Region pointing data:
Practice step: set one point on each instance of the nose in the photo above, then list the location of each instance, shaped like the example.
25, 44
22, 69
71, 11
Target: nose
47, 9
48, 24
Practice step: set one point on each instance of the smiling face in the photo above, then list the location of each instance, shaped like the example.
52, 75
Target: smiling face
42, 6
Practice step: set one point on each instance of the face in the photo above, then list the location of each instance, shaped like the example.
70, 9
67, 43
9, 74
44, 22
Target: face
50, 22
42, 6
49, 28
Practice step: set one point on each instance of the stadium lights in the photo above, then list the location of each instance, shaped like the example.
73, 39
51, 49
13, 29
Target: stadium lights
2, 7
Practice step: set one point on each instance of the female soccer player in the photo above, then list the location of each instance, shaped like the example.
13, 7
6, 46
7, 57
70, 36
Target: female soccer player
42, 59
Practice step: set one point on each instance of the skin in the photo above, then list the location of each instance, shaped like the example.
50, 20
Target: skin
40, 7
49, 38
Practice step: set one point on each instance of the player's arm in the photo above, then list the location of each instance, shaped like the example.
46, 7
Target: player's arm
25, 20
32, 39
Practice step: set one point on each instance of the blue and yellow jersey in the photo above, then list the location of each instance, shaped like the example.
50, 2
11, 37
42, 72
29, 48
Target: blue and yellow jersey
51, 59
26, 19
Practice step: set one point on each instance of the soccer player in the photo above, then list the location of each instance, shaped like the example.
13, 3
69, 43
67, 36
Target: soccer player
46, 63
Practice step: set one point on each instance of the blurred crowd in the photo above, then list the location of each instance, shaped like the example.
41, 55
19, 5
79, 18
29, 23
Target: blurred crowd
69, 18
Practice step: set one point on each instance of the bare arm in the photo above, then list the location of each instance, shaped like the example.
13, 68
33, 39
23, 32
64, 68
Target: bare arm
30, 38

**Instructions for the task**
All of the entries above need to be output again exactly.

**Written solution**
Practice step: set one point on each instance of the nose in the photo above, then list the location of each instance, shaped like the example.
25, 44
22, 69
71, 11
Target: nose
47, 9
48, 24
Practice step: set one point on each instance of the smiling face in the photo above, then list the location of each instance, shaped like the example.
52, 75
Target: smiling face
42, 6
Practice step: set one point on each instance of the face in the photo above, then list the location of each instance, shaped like the example.
70, 9
67, 43
9, 74
44, 22
Target: face
50, 22
42, 6
49, 28
Practice step: set one point on each instance of the stadium lights in the photo above, then list the location of each instance, shaped like the example.
73, 39
51, 49
13, 29
Target: stadium lights
2, 7
Practice step: set one point on each instance of the female soccer player in the photo above, then list the location of each instance, shaped like the example.
13, 7
6, 46
7, 57
70, 36
Target: female soccer player
42, 59
Practice step: set one point on each instance of the skin in the photo above, then list the location of each instance, shaped like the example.
50, 20
Target: skin
40, 7
49, 38
Practice step: set one point on each instance of the player's arm in the photo above, then list the location of each instance, shaped like the example.
46, 7
Target: player's arm
25, 20
32, 39
Practice step: set one point on each instance of the blue and yellow jersey in the photo above, then list the location of each instance, shaped like the example.
50, 2
11, 37
42, 72
29, 48
Target: blue and yellow jersey
51, 59
26, 19
Practice step: set one point on each instance of the soccer player in the photo above, then list the location of each instance, shaped like the example.
13, 3
69, 43
67, 36
Target: soccer player
46, 63
Practice step: set one point on each instance of the blurred crowd in the photo above, then list the location of each instance, shaped like the example.
41, 55
19, 5
79, 18
29, 23
Target: blurred crowd
69, 18
Practice step: set one point on each instance of the bare arm in the photo above, then list the location of each instance, shaped like the example.
13, 68
33, 39
23, 32
64, 68
Target: bare arm
30, 38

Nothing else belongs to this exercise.